# INSTRUCTIONS TO FOLLOW:
Continue the passage on rapid analysis of blast furnace slags, picking up right after its final sentence.

# SUPPLIED TEXT:
If these “frequent slag analyses” are to be of value in a blast furnace operation, they must also be rapid and relatively accurate. In recent years, several important time saving instruments have been added to the analytical chemistry laboratories that permit more rapid and often more accurate analysis of materials. These instruments have been a welcome addition, especially to the many control laboratories throughout the world. X-ray fluorescence (XRP) spectrographic analysis has helped considerably to provide better control of mining operations, furnace products, and process plants. In the mid 50’s, when XRP was coming of age and establishing itself as an accepted method of analysis, Walsh published the first paper on atomic absorption spectrometry (AAS). The application of these two techniques, XRF and AAS, are relatively new, but both have contributed tremendously to the field of analytical chemistry, and particularly to rapid chemical analysis.

In the latter stages of the blast furnace program, some of the control analyses were performed by XRF and AAS. During the earlier stages, however, there was little or no instrumentation available to facilitate the task of rapid control analysis of blast furnace slags. As a result of this, a series of rapid, reliable wet chemical methods was developed.

# LISTED ENTRIES:
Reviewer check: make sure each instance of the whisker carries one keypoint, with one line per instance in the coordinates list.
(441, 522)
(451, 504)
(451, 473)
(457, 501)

# THE RESULT:
Most of the methods are variations of the classical methods; they have been altered where possible to reduce the time requirement without greatly reducing the precision and accuracy of the procedure. These methods are not presented as the most precise nor the most rapid, but rather as a combination of speed, accuracy, and simplicity that produces results that fall well within a satisfactory range of precision and accuracy for most control work. Such methods are also useful for quick checks on more sophisticated methods.

Another area of consideration for rapid analyses is laboratory hardware. Many time saving devices, such as auto burets and aliquoters, cooling baths, and cooling blocks, can be employed. Some of these items will be mentioned with the applicable method.

Sample Preparation

The taking and handling of the gross sample will not be discussed here for various reasons; primarily because this task usually is not the responsibility of the analyst. The chapter by J. B. Barnitt in Scott’s Standard Methods of Chemical Analysis may be consulted for methods of obtaining a gross sample. However, of concern to the analyst is the reduction and preparation of the laboratory sample. This could be a rather coarse sample of several hundred grams that is reduced to a minus 200-mesh sample of less than 25 grams.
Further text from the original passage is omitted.